Excerpts of pointing data
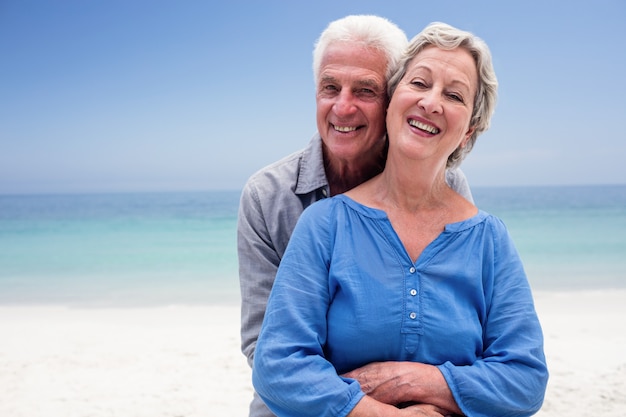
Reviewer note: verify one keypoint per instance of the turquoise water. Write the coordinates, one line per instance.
(180, 248)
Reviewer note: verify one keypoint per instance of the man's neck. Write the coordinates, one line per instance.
(344, 175)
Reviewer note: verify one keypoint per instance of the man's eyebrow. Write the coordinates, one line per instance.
(372, 84)
(328, 79)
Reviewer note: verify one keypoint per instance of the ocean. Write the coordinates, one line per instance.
(179, 248)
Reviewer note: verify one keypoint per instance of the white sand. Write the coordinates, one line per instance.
(185, 361)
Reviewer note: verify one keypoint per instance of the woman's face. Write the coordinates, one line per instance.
(430, 111)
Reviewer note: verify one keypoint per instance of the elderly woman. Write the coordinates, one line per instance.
(401, 281)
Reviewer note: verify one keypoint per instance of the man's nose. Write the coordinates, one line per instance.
(345, 103)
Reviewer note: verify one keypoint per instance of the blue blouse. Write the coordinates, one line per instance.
(347, 294)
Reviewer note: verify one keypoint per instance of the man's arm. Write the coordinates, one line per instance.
(258, 263)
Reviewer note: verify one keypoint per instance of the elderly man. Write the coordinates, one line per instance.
(352, 61)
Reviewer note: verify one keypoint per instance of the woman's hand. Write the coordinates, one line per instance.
(369, 407)
(406, 382)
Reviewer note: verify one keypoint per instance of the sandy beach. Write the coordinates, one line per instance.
(185, 361)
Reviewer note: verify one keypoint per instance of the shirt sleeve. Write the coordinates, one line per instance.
(290, 370)
(511, 375)
(258, 263)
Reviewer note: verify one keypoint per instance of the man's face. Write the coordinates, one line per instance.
(351, 100)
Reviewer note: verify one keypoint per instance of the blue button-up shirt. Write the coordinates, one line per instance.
(347, 294)
(271, 203)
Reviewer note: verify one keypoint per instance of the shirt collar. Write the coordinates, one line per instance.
(312, 175)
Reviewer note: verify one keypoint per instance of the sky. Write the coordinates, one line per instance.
(155, 95)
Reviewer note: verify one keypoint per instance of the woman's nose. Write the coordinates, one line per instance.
(430, 101)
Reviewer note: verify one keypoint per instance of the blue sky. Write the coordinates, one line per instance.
(145, 95)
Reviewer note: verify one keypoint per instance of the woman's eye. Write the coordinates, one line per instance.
(456, 97)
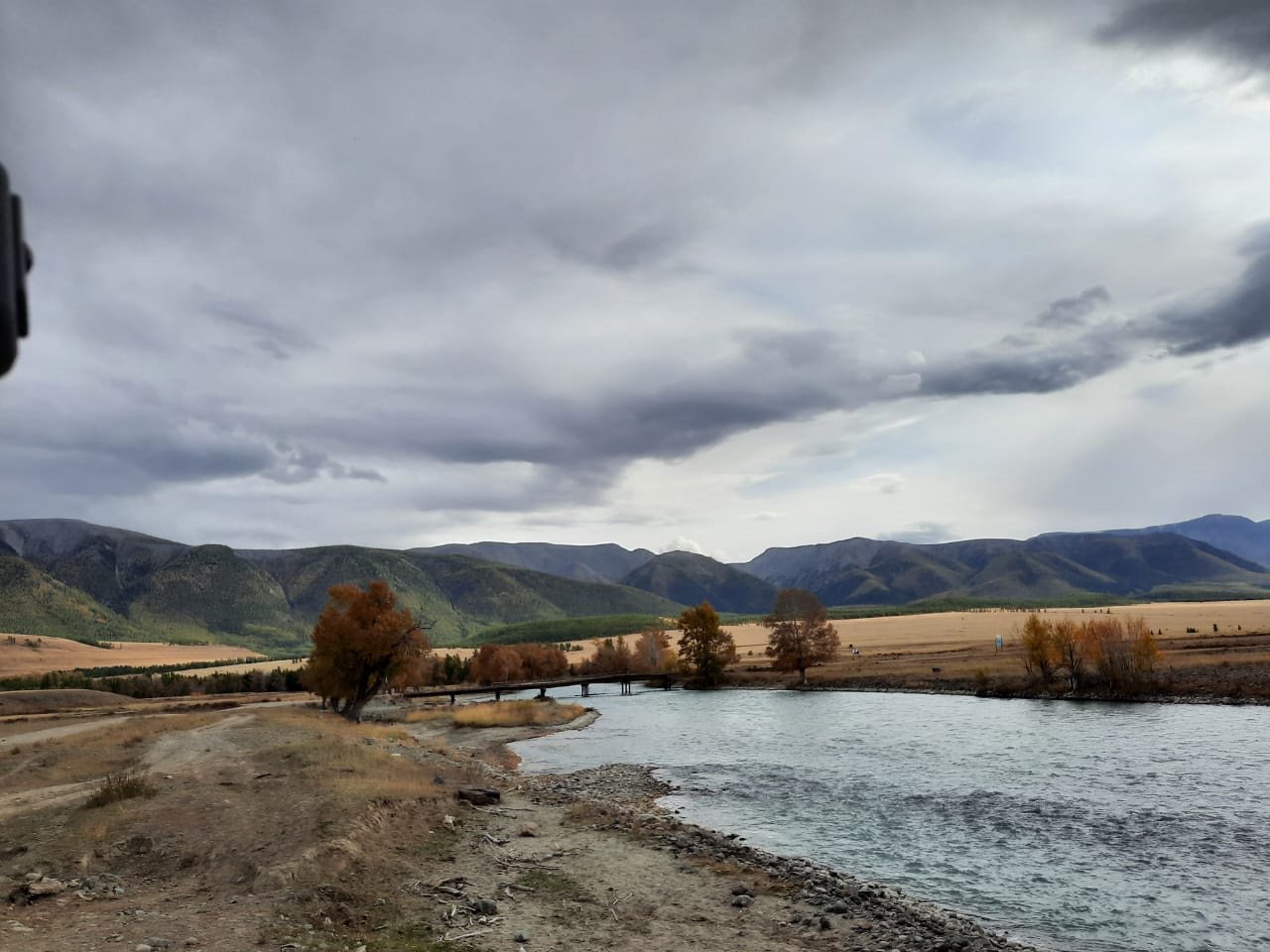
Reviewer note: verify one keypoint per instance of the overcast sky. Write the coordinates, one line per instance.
(712, 276)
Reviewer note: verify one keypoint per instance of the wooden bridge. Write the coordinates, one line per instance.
(583, 680)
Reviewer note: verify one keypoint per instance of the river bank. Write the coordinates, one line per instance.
(797, 901)
(710, 884)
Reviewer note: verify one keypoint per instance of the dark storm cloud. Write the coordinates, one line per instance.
(1236, 317)
(1237, 28)
(1043, 372)
(413, 249)
(1069, 311)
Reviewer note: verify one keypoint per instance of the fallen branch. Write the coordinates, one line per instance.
(447, 937)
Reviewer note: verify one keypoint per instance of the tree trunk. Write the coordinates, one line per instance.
(353, 710)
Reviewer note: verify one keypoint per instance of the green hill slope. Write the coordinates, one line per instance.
(690, 579)
(35, 603)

Your instructions
Copy every line of the items above word for word, leaving out the pictures.

Result of the task
Reviewer note: verify one keypoint per instance of the turquoise water. Write the coordinates, one line per instance.
(180, 248)
Reviewer note: verify one keypoint per instance of the man's neck. Write the coordinates, one line per instance.
(344, 175)
Reviewer note: verify one keypoint per instance of the man's eyebrow. Write the coordinates, one line per instance.
(372, 84)
(328, 79)
Reviewer note: verify one keypoint per instance of the ocean. Write the coordinates, one line per instance.
(179, 248)
Reviewer note: verify one keypoint per instance of the white sand. Write the coordinates, one line per instance.
(185, 361)
Reviewer note: verify one keypoint per instance of the woman's face. Write the coordinates, one line per instance.
(430, 111)
Reviewer note: verify one keypoint per instance of the elderly woman. Write the coordinates, one line per instance.
(401, 281)
Reviewer note: verify one keypoint per instance of the man's nose. Write the coordinates, one line per instance.
(345, 103)
Reviewer note: verify one keypoint per instance of the blue blouse. Write the coordinates, one line per instance.
(347, 294)
Reviewer note: verify one keypoint per instance of the man's arm. Write the coordinates, one line per instance.
(258, 263)
Reviewer note: verify one keypoint per instance of the elderly man. Write the coordinates, one line per instance.
(352, 61)
Reviewer note: verify one keypoint per instance of the woman's hand. Write the coordinates, one line per instance.
(369, 407)
(406, 382)
Reviewer note: verify one keypoint per instance of the sandy beach. Write the coordinates, one line per instance.
(185, 361)
Reviewer note: verify one keypoint per instance of the shirt sleeve. Write the coordinates, one line per instance.
(290, 370)
(511, 375)
(258, 263)
Reviewer note: verify one keypoint per instance of the man's face. Write the coordinates, one line per instance.
(351, 100)
Reviewer note: verify one keypoint per instance of the blue button-up shirt. Write the coordinates, one line per instance.
(347, 294)
(271, 203)
Reviewer note: verify one keypoint per instance of the shirt collar. Write the coordinates, one line per instance.
(312, 175)
Reviewer note: verify one keypoint per instance of the sky. Write the coordinates, one line per instance.
(155, 95)
Reviewer note: verify one keypoint per instance of the woman's nose. Write the coordinates, one line per instance.
(430, 101)
Reviewer note: verify one keypoint per instance of the blue sky. Write the coordinates, one line per instance.
(145, 95)
Reviewer note: verify one keypoint per instance of the woman's eye. Write the coordinates, one line per instance.
(456, 97)
Reviewer note: verify one keypoint per instance of the overcast sky. Write the coordinates, one line per instance.
(712, 276)
Reviewer note: verify one keypoint per instance of the wooden bridge. Write the coordinates, one line per instance.
(583, 680)
Reviewer note: verify one keypoint per instance of the river bank. Write the coordinates, one line per instance.
(797, 901)
(710, 884)
Reviewer note: verify one keypoint per instance of the dark storm cloud. Write the coordinates, one line per instance.
(1236, 317)
(1237, 28)
(1043, 372)
(413, 249)
(1069, 311)
Reviewer note: verify one keypoint per instance of the fallen branch. Write the coordinates, one line per instance.
(447, 937)
Reviewer note: verify one keypoint per instance of the tree trunk. Write the coordinates, one line per instance.
(353, 710)
Reviewer note: verify one keypoint per instance of the green hill slope. Write the coordinates, one line per instance.
(690, 579)
(35, 603)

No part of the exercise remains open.